**To be done:**
• a. Answer these questions from the article on Trusted Computing:
(i) What organization did IBM, Intel, Microsoft, HP, and AMD form?
(ii) Who is the "Fritz chip" named after?
(iii) What does memory curtaining prevent?
• b. In the article on Trusted Computing, why would someone who got a copy of one of your Word documents be unable to read it?
• c. Pick up the article on Trusted Computing after its last line and keep writing it.

--- BEGIN Document extract ---

Trusted Computing (TC) is intended to make me have confidence in your computer. That is, under TC, your PC can be considered trustworthy and therefore not a threat to my PC, and vice versa. To bring that about, our PCs must be protected from everyone, including ourselves, the rightful owners of the PCs. After all, the only way I can truly trust your PC is if you aren't allowed to mess it up, either purposely or otherwise. The care and feeding of our computers would be turned over to the nice folks who manufactured the hardware and wrote the software. We can trust them, right? The mind reels.
However well-meaning, the concept of TC is riddled with problems and drawing extremely strong reactions from both sides of the issue. Here's an example. Naturally, you and I, being computer geeks, don't like the idea of losing control of our property to the likes of, say, IBM, Intel, and Microsoft. Further, the first time we're locked out of our own files or not allowed to recover data to another disk due to TC, we'll hit the ceiling. So a proposed compromise is called "Owner Override," where, once the identity of the owner has been verified, the mechanisms of TC may be short-circuited. Well, the pro-TC folks rightly say Owner Override will defeat the whole purpose of TC.
The Trusted Computing Movement
There are several similar TC efforts underway within most of the major hardware and software companies. IBM, Intel, Microsoft, Hewlett-Packard (HP), and Advanced Micro Devices (AMD) have formed an organization called the Trusted Computing Platform Alliance (TCPA). The TCPA has a Trusted Computing Group (TCG) that's designing a Trusted Platform Module (TPM). Intel is designing TC hardware called LaGrande Technology (LT), and AMD is working on Secure Execution Mode (SEM).
The benevolent side of TC brings up some interesting concepts. Suppose you leave your TC-compliant laptop in a taxi. Since your laptop will only run if it receives the correct digital certificate each time it's turned on, you only have to contact the manufacturer and tell them to disallow the certificate. Now your laptop cannot be started, your data is safe, and surely your laptop will be returned to you because it's useless to anyone else.
How TC Works
TC all starts with new hardware that may be built into the next computer you buy. Sometimes called the "Fritz chip" (named after U.S. Congressman Fritz Hollings of South Carolina, who sponsored the Digital Millennium Act), an additional chip will check and verify all activities that take place on a computer. The Fritz chip will interact with all of your hardware and software applications and ensure that your PC has not been compromised. It will also check your serial numbers, licenses, and permissions and determine if they are legally yours to have and to use.
Software and data also come under the protection and control of TC. All data is encrypted and can be read only by the exact application that created it according to a manufacturer-supplied digital certificate. That means that even if someone got a copy of, say, one of your Word documents, they would not be able to read it. Only the copy of Word that was running on your PC would produce the digital certificate necessary to decrypt the document. On the other hand, if you were moving your documents to a new PC, you may have to create your own special certificates to allow the documents to be saved under the new PC's encryption.
The new hardware requires new operating system and application software. Together, the hardware and software aspire to secure computers through four features:
- Secure I/O--Uses checksums to verify software has not been maliciously modified.
- Memory Curtaining--Memory curtaining prevents programs from reading or writing each other's memory. This is not exactly new but has been heretofore handled by software. TC will protect memory through hardware.
- Sealed Storage--Sealed storage is the mechanism that encrypts data using a key derived from the combination of software and hardware being used.

--- END Document extract ---
--- BEGIN Record extracts ---

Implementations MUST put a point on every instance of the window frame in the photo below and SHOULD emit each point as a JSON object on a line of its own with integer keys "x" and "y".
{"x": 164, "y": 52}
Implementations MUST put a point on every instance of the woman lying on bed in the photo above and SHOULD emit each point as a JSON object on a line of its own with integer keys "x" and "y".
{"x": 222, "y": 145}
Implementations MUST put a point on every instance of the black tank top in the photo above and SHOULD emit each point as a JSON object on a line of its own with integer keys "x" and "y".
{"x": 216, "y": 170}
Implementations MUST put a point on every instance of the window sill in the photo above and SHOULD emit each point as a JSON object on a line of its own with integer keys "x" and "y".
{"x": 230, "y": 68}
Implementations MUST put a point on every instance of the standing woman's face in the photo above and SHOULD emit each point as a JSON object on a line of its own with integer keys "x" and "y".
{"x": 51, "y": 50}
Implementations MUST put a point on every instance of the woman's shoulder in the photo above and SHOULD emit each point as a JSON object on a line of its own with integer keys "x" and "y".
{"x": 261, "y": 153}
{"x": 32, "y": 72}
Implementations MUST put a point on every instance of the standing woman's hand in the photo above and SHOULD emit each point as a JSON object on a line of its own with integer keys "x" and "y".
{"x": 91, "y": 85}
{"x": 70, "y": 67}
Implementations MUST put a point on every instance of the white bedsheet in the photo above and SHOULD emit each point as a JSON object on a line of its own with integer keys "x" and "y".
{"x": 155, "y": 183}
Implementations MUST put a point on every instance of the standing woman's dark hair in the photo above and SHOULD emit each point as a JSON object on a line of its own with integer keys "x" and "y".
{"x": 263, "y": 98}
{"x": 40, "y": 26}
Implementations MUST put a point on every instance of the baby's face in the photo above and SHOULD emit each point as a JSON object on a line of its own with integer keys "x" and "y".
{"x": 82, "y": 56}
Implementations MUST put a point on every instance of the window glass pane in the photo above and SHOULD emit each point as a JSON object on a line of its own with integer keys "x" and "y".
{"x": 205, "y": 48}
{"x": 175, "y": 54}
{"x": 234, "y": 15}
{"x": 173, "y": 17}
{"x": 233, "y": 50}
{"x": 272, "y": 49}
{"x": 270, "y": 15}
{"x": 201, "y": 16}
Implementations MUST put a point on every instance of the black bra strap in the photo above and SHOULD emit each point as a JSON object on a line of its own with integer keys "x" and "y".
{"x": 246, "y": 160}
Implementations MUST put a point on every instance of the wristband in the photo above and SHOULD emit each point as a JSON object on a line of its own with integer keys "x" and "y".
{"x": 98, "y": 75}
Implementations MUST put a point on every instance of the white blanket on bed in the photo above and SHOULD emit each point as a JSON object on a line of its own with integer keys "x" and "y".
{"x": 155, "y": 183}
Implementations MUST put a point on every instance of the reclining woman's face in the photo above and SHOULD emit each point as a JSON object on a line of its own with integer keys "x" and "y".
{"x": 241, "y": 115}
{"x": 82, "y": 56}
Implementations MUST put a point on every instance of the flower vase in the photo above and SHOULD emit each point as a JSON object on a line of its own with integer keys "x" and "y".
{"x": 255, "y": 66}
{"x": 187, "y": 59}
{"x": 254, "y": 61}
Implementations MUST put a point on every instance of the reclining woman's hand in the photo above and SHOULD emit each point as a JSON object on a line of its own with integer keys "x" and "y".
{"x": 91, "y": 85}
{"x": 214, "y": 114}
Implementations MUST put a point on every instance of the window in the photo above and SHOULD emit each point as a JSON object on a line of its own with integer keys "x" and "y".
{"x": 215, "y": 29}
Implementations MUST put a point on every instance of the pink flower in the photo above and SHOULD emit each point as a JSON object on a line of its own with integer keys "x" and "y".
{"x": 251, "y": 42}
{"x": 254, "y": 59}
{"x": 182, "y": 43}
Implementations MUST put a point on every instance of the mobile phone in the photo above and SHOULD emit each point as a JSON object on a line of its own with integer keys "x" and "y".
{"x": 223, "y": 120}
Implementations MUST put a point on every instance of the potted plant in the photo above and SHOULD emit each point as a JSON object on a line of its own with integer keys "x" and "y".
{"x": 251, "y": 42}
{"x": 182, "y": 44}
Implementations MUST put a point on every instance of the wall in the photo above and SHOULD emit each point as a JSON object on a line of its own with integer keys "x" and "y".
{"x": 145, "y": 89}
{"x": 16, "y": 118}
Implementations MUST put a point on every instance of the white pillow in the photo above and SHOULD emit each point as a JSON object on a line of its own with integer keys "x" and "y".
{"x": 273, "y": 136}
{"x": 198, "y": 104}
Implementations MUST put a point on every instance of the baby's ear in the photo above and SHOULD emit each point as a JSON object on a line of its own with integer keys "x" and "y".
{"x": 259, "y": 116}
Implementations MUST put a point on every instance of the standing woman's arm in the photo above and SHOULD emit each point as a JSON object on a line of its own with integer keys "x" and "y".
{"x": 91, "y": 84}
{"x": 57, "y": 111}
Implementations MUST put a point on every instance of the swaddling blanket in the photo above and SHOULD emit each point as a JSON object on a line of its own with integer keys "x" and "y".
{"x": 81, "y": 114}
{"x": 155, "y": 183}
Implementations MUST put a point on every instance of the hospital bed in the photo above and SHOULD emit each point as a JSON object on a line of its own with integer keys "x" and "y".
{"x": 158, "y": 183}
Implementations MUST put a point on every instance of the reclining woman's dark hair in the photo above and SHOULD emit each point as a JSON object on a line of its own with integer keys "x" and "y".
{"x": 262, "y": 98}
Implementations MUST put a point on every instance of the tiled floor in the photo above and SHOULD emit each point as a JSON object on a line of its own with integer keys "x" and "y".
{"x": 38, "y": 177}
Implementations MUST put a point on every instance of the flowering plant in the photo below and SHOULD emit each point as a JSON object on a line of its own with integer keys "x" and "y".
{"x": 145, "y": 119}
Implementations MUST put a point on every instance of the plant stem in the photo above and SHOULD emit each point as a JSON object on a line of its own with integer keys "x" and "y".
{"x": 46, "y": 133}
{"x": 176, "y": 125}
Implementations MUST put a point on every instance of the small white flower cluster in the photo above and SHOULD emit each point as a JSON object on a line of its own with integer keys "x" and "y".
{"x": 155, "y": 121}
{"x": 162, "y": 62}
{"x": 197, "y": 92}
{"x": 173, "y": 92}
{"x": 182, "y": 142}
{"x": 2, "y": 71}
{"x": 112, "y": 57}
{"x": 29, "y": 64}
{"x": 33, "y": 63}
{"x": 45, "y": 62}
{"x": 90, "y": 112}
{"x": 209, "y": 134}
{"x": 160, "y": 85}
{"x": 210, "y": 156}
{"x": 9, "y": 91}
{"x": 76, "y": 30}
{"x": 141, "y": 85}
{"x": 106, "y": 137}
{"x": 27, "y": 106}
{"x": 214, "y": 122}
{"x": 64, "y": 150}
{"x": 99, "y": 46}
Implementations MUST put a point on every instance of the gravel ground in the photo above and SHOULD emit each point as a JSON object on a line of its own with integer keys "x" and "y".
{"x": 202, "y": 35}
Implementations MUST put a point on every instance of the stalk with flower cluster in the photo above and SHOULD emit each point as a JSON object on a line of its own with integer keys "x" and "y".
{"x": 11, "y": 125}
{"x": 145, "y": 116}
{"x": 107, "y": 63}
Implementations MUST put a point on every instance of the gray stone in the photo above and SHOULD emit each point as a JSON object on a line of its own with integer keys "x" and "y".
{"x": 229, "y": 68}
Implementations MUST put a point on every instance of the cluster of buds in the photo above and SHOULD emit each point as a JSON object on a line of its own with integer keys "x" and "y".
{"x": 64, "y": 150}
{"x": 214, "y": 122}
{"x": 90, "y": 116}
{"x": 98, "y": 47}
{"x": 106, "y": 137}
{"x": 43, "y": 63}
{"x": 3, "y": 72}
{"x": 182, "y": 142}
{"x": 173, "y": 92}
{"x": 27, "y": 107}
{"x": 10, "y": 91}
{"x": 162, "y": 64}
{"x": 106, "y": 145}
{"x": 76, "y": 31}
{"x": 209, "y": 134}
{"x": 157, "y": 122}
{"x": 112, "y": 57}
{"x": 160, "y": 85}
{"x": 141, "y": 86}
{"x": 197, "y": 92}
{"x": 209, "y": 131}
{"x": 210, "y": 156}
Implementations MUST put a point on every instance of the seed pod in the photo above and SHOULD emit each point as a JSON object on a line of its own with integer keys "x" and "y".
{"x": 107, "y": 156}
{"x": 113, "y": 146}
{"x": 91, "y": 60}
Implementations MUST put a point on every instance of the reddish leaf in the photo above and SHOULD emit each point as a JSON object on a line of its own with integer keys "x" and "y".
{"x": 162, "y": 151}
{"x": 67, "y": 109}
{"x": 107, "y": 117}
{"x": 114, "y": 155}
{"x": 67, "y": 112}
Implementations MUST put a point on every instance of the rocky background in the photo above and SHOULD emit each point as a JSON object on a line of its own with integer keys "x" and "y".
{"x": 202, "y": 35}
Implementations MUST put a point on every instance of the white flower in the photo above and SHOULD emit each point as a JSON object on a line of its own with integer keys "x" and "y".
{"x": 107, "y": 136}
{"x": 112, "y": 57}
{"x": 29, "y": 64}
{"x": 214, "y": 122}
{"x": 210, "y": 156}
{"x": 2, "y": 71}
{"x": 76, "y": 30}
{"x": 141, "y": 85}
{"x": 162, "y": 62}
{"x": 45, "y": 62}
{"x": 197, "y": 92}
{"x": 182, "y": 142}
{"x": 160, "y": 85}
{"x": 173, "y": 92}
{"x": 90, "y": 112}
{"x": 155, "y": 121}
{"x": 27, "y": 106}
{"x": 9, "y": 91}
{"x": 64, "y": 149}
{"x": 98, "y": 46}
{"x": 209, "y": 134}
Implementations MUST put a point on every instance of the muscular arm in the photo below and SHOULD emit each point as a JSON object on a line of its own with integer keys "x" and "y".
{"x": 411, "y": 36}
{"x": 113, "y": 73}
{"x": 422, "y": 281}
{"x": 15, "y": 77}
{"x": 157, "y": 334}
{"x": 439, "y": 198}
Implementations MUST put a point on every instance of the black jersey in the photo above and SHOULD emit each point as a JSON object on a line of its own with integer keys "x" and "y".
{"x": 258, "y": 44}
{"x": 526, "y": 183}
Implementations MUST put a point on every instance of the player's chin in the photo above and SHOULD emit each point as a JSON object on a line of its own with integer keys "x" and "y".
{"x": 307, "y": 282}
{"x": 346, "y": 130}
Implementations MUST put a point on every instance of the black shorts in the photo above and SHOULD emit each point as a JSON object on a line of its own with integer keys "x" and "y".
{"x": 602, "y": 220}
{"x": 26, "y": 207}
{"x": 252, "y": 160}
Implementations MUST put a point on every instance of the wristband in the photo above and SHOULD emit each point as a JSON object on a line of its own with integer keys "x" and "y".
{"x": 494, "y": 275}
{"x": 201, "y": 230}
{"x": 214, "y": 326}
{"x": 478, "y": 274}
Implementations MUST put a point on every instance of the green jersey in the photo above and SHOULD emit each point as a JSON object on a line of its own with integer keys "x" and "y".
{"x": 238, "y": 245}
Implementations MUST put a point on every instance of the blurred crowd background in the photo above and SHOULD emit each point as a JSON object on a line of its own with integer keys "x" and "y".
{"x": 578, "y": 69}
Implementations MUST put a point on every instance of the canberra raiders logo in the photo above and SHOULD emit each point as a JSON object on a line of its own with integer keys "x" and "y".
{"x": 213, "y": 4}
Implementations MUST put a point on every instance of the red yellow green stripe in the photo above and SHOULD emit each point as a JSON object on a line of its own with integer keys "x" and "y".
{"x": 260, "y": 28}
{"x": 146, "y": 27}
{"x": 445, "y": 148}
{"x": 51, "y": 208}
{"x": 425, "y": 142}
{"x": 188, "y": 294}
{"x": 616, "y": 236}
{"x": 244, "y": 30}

--- END Record extracts ---

**Answers to the exercises:**
• a.
(i) The Trusted Computing Platform Alliance (TCPA).
(ii) U.S. Congressman Fritz Hollings of South Carolina.
(iii) It prevents programs from reading or writing each other's memory.

• b. Under TC, all data is encrypted and can be read only by the exact application that created it, according to a manufacturer-supplied digital certificate. Only the copy of Word running on your PC would produce the certificate needed to decrypt the document.

• c.
- Remote Attestation--Remote attestation is the method a TC computer would use to determine if a remote TC computer had been changed and was no longer trustworthy. Remote attestation is probably the most controversial of the four TC features because it makes computers have to "check in" with manufacturers.
Digital Rights Management
An integral element of TC is Digital Rights Management (DRM). DRM consists of a number of strategies intended to control and restrict the use of digital media content like movies and music. In reference to their DRM media player, Microsoft claims "Windows Media digital rights management is a proven platform to protect and securely deliver content for playback on a computer, portable device, or network device." The truth is DRM is intended to protect digital media publishers and securely deliver otherwise lost revenue.
What the Critics Are Saying About TC
Most criticisms of TC are aimed at the new controls the manufacturers would have over the use of their products. According to Cambridge cryptographer Ross Anderson, "TC can support remote censorship. In general, digital objects created using TC systems remain under the control of their creators, rather than under the control of the person who owns the machine on which they happen to be stored. So someone who writes a paper that a court decides is defamatory can be compelled to censor it--and the software company that wrote the word processor could be ordered to do the deletion if she refuses. Given such possibilities, we can expect TC to be used to suppress . . . writings that criticize political leaders.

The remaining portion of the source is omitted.